┌──
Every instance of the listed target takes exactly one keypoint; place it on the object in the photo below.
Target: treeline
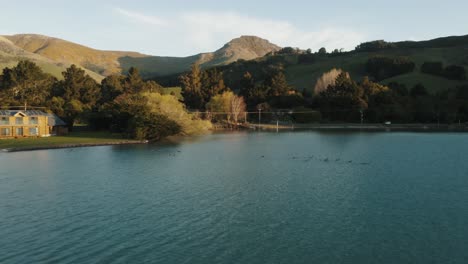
(379, 45)
(125, 104)
(451, 72)
(349, 101)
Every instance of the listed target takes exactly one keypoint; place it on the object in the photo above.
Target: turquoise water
(304, 197)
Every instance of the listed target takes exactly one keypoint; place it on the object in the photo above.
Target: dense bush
(452, 72)
(434, 68)
(306, 115)
(386, 67)
(374, 46)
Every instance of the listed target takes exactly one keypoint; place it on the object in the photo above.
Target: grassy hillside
(61, 51)
(10, 55)
(99, 63)
(303, 75)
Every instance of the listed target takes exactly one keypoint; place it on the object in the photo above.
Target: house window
(4, 121)
(33, 120)
(4, 132)
(33, 131)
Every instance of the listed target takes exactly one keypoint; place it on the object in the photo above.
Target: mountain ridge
(57, 52)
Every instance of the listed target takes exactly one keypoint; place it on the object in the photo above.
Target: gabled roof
(54, 120)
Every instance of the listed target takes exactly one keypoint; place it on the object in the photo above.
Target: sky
(182, 28)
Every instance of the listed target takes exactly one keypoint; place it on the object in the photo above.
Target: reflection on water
(292, 197)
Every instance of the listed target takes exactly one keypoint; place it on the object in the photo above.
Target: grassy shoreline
(362, 127)
(92, 139)
(74, 140)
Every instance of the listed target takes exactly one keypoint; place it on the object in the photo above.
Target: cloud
(138, 17)
(208, 31)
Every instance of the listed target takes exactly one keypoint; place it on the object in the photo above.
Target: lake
(291, 197)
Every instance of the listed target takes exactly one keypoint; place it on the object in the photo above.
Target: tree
(344, 100)
(111, 87)
(327, 79)
(212, 84)
(322, 51)
(191, 86)
(278, 84)
(227, 105)
(133, 83)
(238, 107)
(26, 83)
(247, 84)
(79, 94)
(418, 90)
(381, 67)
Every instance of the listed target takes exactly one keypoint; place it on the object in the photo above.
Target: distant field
(302, 76)
(176, 91)
(74, 138)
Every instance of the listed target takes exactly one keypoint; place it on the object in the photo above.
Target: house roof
(54, 120)
(27, 112)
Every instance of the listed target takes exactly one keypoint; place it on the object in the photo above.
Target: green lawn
(71, 139)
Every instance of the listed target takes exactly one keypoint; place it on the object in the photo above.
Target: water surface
(304, 197)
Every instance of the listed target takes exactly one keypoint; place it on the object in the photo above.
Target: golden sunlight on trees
(326, 80)
(227, 106)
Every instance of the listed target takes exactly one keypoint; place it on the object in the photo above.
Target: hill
(53, 54)
(242, 48)
(302, 70)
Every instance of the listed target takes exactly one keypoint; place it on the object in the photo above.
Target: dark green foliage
└──
# [What the task requires]
Return all the entries word for word, but omit any pictures they contain.

# [Result for this exercise]
Every instance of the listed target takes exactly one keypoint; place it on the object in the photo below.
Target: treeline
(379, 45)
(125, 104)
(451, 72)
(349, 101)
Every instance of the listed target takes exactly one keypoint; place it on the object in the photo above.
Target: turquoise water
(304, 197)
Every instance of the listed target takes exactly one keypoint; place it on the object in the photo above.
Target: dense bush
(452, 72)
(434, 68)
(306, 115)
(386, 67)
(374, 46)
Every instance of the listed target takes exactly one keypoint; place it on the object in the photo above.
Target: grassy hillside
(61, 51)
(10, 55)
(99, 63)
(303, 75)
Every instance of the listed target takes exactly one keypoint; place it on the object in the photo above.
Target: house window
(4, 121)
(33, 120)
(4, 132)
(33, 131)
Every instance of the listed target takes exactly one keypoint; place it on the object in the photo above.
Target: mountain ridge
(57, 52)
Every instance of the listed target takes exactly one keypoint; place it on the object in the photo above.
Target: gabled roof
(54, 120)
Every instance of the listed target takes exactly one keypoint; place it on the object in the photo above.
Target: sky
(182, 28)
Every instance of the listed target takes exactly one keypoint; place it on the object in the photo above.
Target: reflection on water
(292, 197)
Every instance of the listed target takes exactly one keypoint; place it on the object in the photo above.
Target: grassy shoreline
(362, 127)
(92, 139)
(74, 140)
Every instance of the listed target takes exactly one keypoint; place it on the object in the photo above.
Target: cloud
(138, 17)
(208, 31)
Every instance of the listed target takes exactly one keypoint; place it on the object in the photo above.
Target: lake
(291, 197)
Every instance of the listed target takes exactly one keypoint; place it on the object in the photo above.
Target: tree
(344, 100)
(111, 87)
(327, 79)
(212, 84)
(322, 51)
(191, 86)
(278, 84)
(227, 105)
(133, 83)
(238, 107)
(26, 83)
(247, 84)
(79, 94)
(418, 90)
(381, 67)
Every instance of the listed target takes exactly one keypoint; place it on the object in the photo above.
Target: distant field
(302, 76)
(176, 91)
(74, 138)
Every instance of the listed target takes exactly one keypoint; place it on the object in the photo above.
Target: house roof
(54, 120)
(27, 112)
Every instance of the listed target takes exactly one keypoint; place it on the object in the photo above.
Target: green lawn
(71, 139)
Every instance of the listed target takes exactly one keypoint; place it on the object in the photo above.
Target: water surface
(304, 197)
Every instance of the listed target takes exactly one keypoint; place it on the object in the photo above.
Target: golden sunlight on trees
(326, 80)
(227, 106)
Every instance of the listed target takes exactly one keypoint; place it on the object in the photo above.
Target: hill
(53, 54)
(242, 48)
(302, 70)
Every instance of the listed target takes exactly one keypoint; place it on the object in the photo above.
Target: dark green foliage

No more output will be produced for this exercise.